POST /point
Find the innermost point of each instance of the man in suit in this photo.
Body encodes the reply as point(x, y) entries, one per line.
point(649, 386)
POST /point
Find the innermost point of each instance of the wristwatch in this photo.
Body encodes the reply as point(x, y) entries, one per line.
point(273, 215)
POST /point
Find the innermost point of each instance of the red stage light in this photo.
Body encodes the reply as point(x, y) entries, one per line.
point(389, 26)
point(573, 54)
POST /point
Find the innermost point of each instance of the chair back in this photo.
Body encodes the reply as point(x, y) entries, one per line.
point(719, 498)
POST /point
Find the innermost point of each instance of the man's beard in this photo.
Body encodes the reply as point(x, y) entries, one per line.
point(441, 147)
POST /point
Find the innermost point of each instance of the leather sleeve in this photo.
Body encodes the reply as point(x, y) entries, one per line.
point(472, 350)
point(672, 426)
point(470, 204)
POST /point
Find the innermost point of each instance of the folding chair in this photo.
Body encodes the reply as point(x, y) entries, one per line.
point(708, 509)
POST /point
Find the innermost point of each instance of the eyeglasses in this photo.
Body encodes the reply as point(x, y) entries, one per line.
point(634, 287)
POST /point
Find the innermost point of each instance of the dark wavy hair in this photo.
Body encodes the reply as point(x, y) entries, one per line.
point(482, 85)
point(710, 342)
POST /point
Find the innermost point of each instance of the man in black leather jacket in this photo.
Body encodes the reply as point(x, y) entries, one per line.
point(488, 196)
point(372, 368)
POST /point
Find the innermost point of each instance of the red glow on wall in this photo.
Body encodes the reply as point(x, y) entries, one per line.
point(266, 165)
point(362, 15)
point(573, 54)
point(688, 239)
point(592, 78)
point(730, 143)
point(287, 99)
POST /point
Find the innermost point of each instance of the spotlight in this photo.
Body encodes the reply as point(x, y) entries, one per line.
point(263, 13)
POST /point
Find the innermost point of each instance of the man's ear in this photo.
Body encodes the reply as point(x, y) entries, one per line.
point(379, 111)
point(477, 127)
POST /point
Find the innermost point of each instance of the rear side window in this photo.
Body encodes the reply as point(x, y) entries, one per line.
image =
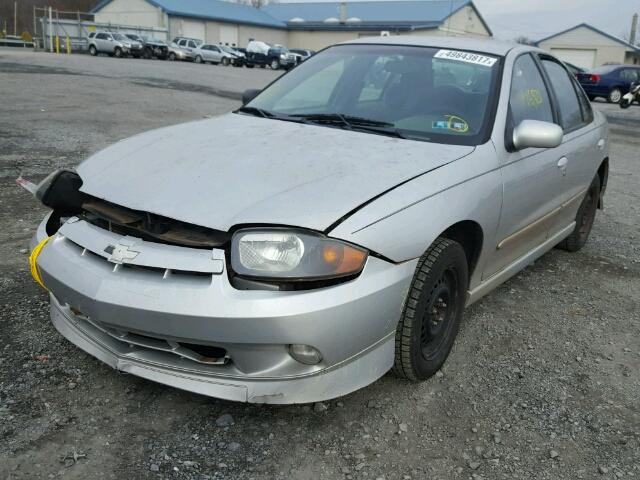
point(529, 99)
point(629, 75)
point(585, 104)
point(566, 95)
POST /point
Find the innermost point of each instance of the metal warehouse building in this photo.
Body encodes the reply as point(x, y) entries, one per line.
point(297, 25)
point(588, 47)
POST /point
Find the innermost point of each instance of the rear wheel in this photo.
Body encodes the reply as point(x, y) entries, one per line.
point(614, 95)
point(433, 311)
point(584, 219)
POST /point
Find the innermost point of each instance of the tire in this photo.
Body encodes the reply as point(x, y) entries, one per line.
point(433, 311)
point(614, 95)
point(584, 219)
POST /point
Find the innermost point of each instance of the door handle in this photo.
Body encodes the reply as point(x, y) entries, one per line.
point(562, 165)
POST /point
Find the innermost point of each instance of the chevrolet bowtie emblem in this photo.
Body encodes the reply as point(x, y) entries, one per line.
point(120, 253)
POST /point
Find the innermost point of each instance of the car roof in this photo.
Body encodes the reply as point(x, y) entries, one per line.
point(495, 47)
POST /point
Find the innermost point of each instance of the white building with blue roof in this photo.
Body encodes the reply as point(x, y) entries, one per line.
point(312, 25)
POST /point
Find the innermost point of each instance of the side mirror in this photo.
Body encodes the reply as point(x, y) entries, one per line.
point(537, 134)
point(249, 95)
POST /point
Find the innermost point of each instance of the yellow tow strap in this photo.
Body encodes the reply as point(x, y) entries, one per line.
point(33, 265)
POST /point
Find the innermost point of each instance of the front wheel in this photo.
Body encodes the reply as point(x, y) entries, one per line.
point(433, 311)
point(614, 95)
point(584, 219)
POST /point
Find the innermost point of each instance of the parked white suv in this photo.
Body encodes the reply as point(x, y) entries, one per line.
point(113, 44)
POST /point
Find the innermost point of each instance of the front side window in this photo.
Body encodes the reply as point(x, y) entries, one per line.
point(422, 93)
point(529, 99)
point(566, 96)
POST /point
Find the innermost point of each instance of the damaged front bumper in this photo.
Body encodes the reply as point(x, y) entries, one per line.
point(170, 314)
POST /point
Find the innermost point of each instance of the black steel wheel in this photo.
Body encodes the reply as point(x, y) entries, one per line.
point(615, 94)
point(584, 219)
point(433, 311)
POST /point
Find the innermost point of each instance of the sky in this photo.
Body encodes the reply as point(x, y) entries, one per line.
point(537, 19)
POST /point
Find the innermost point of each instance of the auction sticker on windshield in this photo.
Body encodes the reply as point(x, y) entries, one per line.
point(467, 57)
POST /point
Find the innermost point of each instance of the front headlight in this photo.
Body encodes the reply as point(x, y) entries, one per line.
point(289, 254)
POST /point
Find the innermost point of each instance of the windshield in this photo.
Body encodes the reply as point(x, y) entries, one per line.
point(429, 94)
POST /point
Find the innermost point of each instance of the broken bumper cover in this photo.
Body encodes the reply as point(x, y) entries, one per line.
point(139, 320)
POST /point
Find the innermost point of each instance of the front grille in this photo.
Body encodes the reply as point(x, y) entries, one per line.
point(158, 272)
point(205, 354)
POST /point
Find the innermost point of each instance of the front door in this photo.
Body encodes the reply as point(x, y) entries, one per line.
point(532, 177)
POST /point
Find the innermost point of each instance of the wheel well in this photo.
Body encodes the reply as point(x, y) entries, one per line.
point(468, 234)
point(603, 173)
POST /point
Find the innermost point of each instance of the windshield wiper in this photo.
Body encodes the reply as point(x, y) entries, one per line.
point(353, 123)
point(258, 112)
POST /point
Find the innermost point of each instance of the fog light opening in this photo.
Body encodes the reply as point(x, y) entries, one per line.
point(305, 354)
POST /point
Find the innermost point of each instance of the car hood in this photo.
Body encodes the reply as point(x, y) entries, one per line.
point(238, 169)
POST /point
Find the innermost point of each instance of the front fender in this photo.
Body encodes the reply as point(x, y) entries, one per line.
point(403, 223)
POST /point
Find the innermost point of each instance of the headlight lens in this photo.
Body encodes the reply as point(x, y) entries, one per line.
point(287, 254)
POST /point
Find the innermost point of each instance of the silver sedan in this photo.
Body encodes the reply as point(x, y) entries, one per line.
point(405, 178)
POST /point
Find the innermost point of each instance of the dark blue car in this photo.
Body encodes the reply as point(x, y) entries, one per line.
point(609, 81)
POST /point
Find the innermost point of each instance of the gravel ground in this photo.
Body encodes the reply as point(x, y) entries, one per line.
point(543, 382)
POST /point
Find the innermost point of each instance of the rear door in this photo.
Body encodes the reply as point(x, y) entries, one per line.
point(582, 145)
point(216, 54)
point(531, 177)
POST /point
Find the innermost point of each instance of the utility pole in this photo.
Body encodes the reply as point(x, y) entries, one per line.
point(634, 28)
point(50, 30)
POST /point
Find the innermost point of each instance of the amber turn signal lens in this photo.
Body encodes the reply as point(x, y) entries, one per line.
point(343, 258)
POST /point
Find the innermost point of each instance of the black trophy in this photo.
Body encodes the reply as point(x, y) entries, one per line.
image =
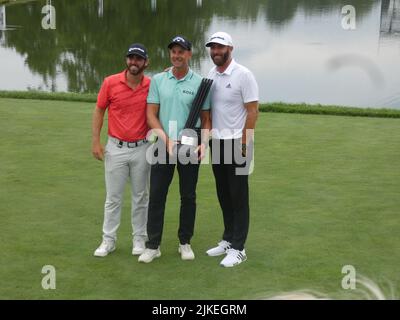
point(190, 136)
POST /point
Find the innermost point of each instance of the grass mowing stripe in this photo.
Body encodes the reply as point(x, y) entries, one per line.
point(324, 194)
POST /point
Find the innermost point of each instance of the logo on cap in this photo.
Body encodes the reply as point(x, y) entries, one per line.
point(178, 39)
point(132, 49)
point(222, 38)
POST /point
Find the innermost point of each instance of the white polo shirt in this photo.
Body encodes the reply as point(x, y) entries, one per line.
point(229, 92)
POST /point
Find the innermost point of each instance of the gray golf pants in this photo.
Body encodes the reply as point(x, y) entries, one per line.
point(123, 164)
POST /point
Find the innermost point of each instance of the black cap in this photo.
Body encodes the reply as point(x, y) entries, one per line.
point(137, 49)
point(181, 41)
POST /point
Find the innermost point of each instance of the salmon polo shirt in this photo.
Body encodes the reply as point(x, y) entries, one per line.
point(126, 107)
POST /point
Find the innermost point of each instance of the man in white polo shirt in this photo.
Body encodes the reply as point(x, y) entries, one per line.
point(234, 112)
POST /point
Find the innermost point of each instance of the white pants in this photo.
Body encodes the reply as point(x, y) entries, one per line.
point(123, 164)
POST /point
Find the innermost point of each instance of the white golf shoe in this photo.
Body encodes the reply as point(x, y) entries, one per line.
point(148, 255)
point(233, 258)
point(105, 248)
point(138, 247)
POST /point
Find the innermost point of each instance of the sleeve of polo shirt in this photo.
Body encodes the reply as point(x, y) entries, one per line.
point(102, 98)
point(207, 102)
point(249, 88)
point(154, 95)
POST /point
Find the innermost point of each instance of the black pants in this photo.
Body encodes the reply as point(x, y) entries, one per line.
point(232, 192)
point(160, 180)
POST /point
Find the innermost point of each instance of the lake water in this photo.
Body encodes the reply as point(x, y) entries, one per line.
point(299, 51)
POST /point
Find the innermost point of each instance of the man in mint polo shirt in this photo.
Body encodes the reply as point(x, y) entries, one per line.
point(170, 100)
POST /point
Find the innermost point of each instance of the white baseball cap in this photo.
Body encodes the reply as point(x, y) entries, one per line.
point(221, 38)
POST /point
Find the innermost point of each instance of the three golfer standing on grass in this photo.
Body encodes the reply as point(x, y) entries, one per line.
point(234, 107)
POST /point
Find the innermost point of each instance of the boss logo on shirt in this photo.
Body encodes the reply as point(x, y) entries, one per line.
point(188, 92)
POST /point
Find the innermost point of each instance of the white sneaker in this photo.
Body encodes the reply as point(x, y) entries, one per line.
point(148, 255)
point(138, 247)
point(105, 248)
point(186, 252)
point(233, 258)
point(220, 249)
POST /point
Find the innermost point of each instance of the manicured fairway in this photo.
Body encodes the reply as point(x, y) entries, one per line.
point(325, 193)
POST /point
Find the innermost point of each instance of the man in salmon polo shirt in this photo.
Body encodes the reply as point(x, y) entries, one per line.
point(124, 95)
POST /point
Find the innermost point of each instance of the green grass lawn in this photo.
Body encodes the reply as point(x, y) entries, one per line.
point(325, 193)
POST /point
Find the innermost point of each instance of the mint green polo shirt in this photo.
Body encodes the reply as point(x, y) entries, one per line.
point(175, 98)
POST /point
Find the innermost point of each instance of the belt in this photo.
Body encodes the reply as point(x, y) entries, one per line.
point(129, 144)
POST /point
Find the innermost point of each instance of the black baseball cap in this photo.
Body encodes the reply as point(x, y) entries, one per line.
point(181, 41)
point(137, 49)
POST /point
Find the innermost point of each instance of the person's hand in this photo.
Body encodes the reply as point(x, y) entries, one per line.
point(201, 149)
point(98, 151)
point(244, 149)
point(171, 145)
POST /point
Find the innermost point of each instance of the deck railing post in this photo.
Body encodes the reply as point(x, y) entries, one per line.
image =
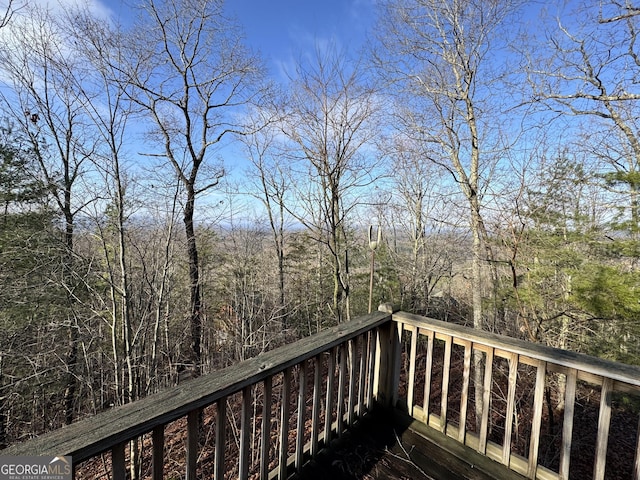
point(387, 368)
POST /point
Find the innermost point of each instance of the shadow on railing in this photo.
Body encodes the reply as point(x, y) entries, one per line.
point(265, 417)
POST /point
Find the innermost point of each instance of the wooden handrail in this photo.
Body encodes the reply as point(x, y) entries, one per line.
point(327, 381)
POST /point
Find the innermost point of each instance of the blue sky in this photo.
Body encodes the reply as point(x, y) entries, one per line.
point(284, 29)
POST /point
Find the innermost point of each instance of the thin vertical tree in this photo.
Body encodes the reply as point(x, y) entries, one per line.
point(328, 120)
point(190, 73)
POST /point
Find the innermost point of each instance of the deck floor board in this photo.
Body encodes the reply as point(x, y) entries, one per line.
point(384, 446)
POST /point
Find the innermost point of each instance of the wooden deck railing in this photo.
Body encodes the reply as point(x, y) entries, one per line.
point(264, 417)
point(519, 380)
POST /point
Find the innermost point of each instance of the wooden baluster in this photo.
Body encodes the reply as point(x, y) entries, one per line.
point(371, 365)
point(284, 424)
point(446, 373)
point(464, 398)
point(315, 414)
point(193, 427)
point(567, 424)
point(362, 387)
point(538, 403)
point(266, 429)
point(342, 378)
point(511, 403)
point(117, 462)
point(351, 407)
point(157, 462)
point(486, 401)
point(636, 465)
point(427, 376)
point(331, 367)
point(302, 387)
point(245, 430)
point(221, 438)
point(604, 421)
point(412, 368)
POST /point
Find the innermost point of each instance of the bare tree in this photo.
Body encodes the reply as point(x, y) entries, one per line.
point(329, 123)
point(586, 67)
point(439, 55)
point(271, 187)
point(191, 74)
point(36, 61)
point(427, 220)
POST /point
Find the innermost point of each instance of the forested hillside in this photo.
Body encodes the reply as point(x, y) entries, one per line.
point(170, 207)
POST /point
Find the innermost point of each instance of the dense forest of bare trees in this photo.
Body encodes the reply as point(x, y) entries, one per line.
point(169, 209)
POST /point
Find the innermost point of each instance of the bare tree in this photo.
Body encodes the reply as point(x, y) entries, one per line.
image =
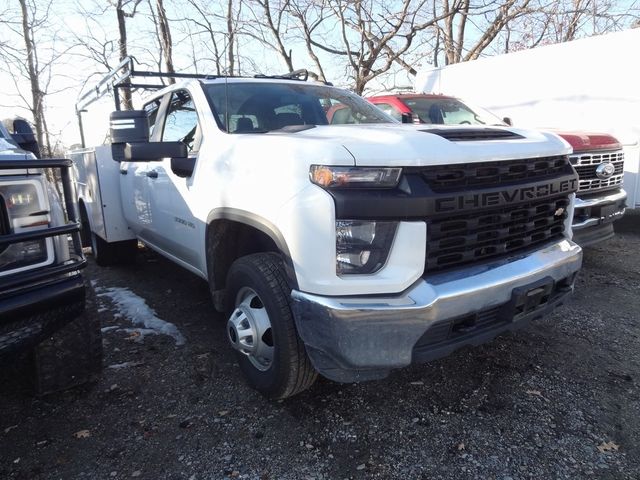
point(215, 30)
point(164, 37)
point(30, 58)
point(374, 36)
point(268, 26)
point(124, 9)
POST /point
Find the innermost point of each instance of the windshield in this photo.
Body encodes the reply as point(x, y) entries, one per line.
point(449, 111)
point(263, 107)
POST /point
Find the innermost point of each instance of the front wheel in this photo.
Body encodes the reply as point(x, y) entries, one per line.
point(261, 328)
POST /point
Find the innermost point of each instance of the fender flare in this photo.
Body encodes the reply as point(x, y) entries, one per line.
point(263, 225)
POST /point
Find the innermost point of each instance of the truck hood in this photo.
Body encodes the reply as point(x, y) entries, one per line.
point(417, 145)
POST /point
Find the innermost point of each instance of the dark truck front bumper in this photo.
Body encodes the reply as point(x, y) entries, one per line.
point(35, 303)
point(594, 216)
point(34, 312)
point(363, 338)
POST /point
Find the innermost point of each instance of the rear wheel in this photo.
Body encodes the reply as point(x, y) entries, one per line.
point(261, 328)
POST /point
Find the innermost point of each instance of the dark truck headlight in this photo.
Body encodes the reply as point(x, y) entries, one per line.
point(21, 209)
point(354, 177)
point(362, 247)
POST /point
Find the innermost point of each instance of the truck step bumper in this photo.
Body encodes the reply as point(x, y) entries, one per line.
point(363, 338)
point(29, 317)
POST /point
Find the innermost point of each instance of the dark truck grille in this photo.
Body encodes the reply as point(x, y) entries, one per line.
point(443, 178)
point(476, 236)
point(586, 165)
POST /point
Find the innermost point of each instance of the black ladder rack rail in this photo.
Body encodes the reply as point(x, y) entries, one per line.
point(71, 227)
point(120, 78)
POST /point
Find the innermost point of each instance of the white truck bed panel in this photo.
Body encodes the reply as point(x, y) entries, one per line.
point(98, 183)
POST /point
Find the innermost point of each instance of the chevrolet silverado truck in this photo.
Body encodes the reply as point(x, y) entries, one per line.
point(598, 158)
point(347, 249)
point(42, 294)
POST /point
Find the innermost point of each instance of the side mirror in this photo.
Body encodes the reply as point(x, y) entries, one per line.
point(23, 135)
point(406, 117)
point(130, 139)
point(153, 151)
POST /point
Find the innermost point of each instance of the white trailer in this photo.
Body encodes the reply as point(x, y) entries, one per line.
point(589, 84)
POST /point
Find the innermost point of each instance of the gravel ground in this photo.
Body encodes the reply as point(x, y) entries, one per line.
point(557, 400)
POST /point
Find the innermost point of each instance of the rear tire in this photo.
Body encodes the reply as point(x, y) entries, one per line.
point(106, 253)
point(262, 330)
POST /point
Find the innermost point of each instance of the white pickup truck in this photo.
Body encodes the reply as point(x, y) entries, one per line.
point(42, 294)
point(344, 249)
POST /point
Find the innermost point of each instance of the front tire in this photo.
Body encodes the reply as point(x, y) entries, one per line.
point(262, 330)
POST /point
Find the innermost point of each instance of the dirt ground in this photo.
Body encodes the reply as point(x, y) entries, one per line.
point(560, 399)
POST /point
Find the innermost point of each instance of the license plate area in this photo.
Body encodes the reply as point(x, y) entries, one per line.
point(528, 299)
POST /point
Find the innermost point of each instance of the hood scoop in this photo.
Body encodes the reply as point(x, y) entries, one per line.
point(473, 134)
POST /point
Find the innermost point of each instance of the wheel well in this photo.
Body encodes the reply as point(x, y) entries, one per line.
point(228, 240)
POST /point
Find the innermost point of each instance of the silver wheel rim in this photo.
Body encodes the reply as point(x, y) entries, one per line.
point(249, 329)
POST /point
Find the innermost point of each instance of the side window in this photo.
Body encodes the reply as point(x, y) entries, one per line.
point(181, 124)
point(389, 110)
point(152, 113)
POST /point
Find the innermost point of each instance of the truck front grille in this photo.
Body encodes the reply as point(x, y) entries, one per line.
point(586, 165)
point(475, 236)
point(488, 174)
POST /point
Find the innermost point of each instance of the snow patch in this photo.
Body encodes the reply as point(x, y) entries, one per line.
point(136, 310)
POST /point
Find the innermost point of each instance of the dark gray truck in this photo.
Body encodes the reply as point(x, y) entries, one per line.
point(42, 293)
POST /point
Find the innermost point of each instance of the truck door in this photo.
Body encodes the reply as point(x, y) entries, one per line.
point(134, 187)
point(174, 226)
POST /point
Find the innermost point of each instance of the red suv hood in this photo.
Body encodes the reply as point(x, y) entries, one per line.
point(585, 141)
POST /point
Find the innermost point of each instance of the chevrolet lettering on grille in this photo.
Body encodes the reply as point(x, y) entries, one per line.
point(452, 203)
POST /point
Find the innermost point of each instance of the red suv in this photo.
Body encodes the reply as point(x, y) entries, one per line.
point(434, 109)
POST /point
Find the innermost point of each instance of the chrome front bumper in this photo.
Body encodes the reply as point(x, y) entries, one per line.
point(593, 216)
point(360, 338)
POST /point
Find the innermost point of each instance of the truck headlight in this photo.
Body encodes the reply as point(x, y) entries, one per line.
point(22, 209)
point(362, 247)
point(354, 177)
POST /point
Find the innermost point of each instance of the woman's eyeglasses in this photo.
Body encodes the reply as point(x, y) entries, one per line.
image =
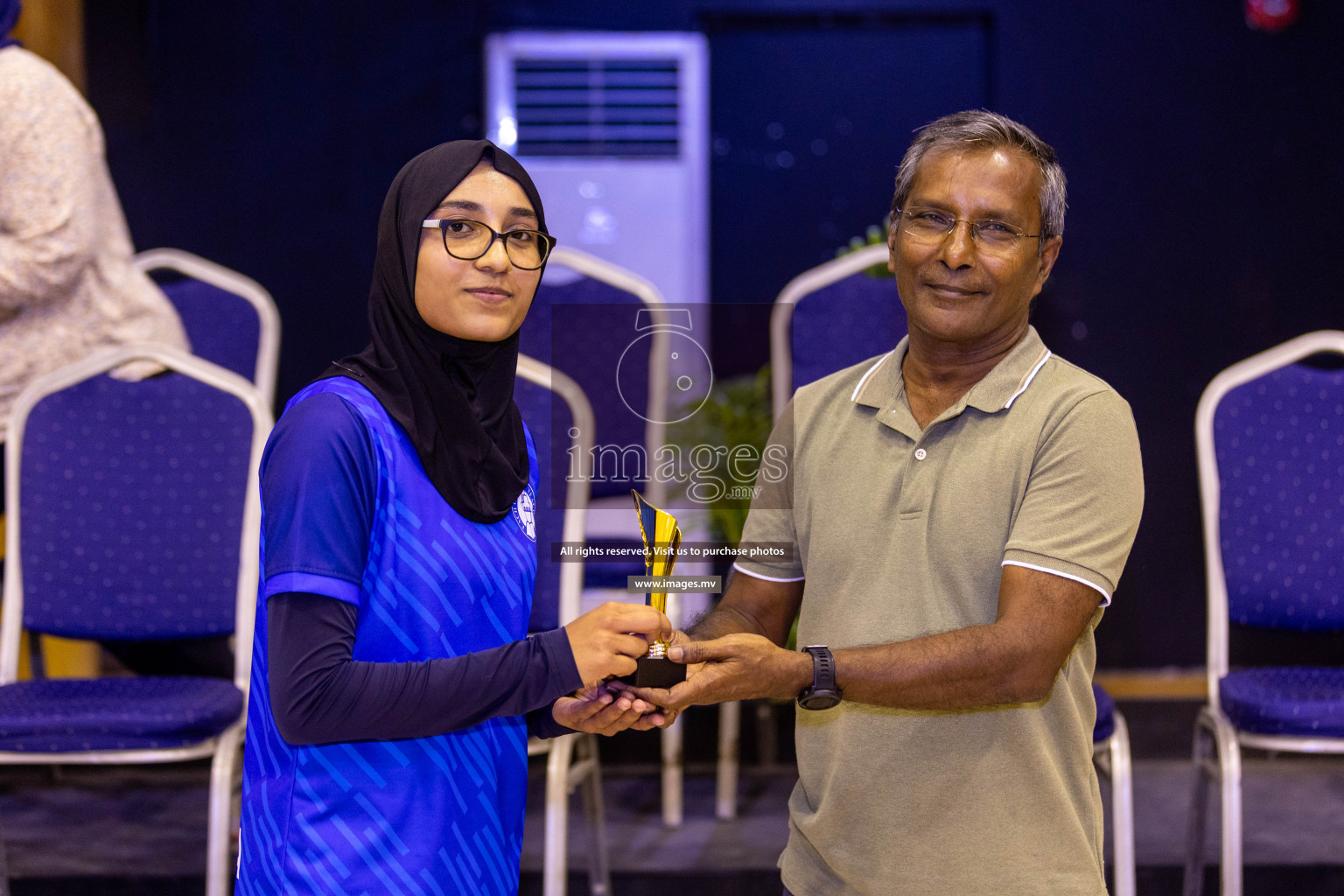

→ **Task goal**:
Copy out every line of the entries from the start down to the line containing "point(273, 215)", both ends included.

→ **Solution to the exercise**:
POST /point
Find the innermost point of each instance of the man in suit in this photo.
Body encodes the reply as point(x, y) entries, one per line.
point(649, 386)
POST /point
Find the innermost point of each instance of the wristwatch in this photo.
Body encodes the reply as point(x, y) entries, one per line.
point(273, 215)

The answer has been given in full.